To do >>
Every line of the records that holds the word "garage" should be copied out.
--- Extracted material Enclosed Below ---
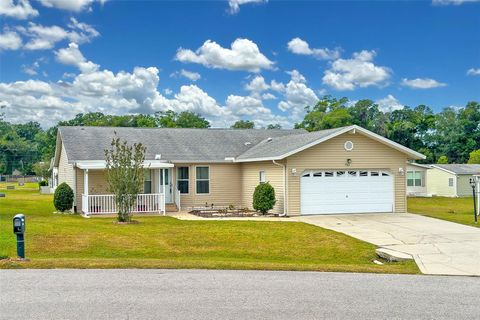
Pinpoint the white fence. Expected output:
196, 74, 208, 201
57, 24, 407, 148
82, 193, 165, 216
174, 188, 181, 211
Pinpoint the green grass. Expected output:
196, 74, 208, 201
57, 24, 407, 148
0, 185, 418, 273
408, 196, 479, 227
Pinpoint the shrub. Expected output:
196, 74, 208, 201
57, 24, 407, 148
54, 182, 74, 212
39, 180, 48, 187
253, 182, 276, 215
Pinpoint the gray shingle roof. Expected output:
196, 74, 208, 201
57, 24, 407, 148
58, 126, 307, 163
235, 127, 347, 160
433, 164, 480, 175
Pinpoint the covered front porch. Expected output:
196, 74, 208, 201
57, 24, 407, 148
77, 160, 179, 216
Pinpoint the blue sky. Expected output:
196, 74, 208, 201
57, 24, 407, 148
0, 0, 479, 128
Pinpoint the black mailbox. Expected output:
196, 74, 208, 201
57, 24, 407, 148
13, 214, 26, 234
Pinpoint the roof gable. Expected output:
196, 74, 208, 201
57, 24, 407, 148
431, 164, 480, 175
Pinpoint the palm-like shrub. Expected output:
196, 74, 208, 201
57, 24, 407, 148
253, 182, 276, 215
54, 182, 74, 212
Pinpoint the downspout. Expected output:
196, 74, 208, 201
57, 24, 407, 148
272, 160, 287, 216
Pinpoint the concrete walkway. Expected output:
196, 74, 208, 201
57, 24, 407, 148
294, 213, 480, 276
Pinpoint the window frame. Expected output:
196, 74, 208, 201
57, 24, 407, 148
407, 170, 424, 187
195, 166, 210, 195
259, 170, 266, 184
177, 166, 190, 194
448, 177, 454, 187
143, 169, 152, 194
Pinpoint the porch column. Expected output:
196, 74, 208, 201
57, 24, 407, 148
84, 169, 89, 215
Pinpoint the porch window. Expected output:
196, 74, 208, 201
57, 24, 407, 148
407, 171, 424, 187
196, 166, 210, 194
177, 167, 189, 194
144, 170, 152, 194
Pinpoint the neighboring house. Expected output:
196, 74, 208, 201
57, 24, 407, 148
52, 125, 424, 216
427, 164, 480, 197
406, 162, 431, 197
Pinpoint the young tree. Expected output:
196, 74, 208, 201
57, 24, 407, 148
105, 136, 146, 222
33, 161, 50, 180
231, 120, 255, 129
468, 150, 480, 164
253, 183, 276, 215
437, 155, 449, 164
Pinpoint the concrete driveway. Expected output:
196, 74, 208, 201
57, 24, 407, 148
294, 213, 480, 276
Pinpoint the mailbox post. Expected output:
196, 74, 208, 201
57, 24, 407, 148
13, 214, 26, 259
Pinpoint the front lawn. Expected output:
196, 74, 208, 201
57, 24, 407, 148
0, 185, 418, 273
408, 196, 478, 227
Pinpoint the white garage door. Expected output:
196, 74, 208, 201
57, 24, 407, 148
300, 170, 394, 215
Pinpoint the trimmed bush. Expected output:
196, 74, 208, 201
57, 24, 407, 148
54, 182, 74, 212
253, 182, 276, 215
39, 180, 48, 187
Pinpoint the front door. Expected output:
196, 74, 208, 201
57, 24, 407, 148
159, 168, 173, 203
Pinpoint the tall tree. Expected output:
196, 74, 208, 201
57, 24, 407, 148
155, 110, 210, 128
231, 120, 255, 129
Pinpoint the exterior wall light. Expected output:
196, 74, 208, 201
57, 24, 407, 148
398, 167, 405, 176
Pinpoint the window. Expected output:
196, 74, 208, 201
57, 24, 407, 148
348, 171, 357, 177
144, 170, 152, 194
196, 166, 210, 194
313, 171, 322, 177
324, 171, 334, 177
259, 170, 266, 183
177, 167, 189, 194
302, 171, 311, 177
336, 171, 345, 177
359, 171, 368, 177
407, 171, 424, 187
449, 178, 454, 187
370, 171, 379, 176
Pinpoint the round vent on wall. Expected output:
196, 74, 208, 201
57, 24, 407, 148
344, 141, 354, 151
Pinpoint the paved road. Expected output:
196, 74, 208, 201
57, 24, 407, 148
1, 269, 480, 319
295, 213, 480, 276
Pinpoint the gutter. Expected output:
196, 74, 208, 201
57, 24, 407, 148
272, 160, 287, 216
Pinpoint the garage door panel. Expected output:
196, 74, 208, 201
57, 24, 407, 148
300, 170, 394, 215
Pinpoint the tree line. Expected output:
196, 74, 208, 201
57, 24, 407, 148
1, 97, 479, 176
--- End of Enclosed Extracted material ---
Result of the task >>
Pinpoint the white garage door. Expected output:
Pinpoint the garage door panel. Expected output:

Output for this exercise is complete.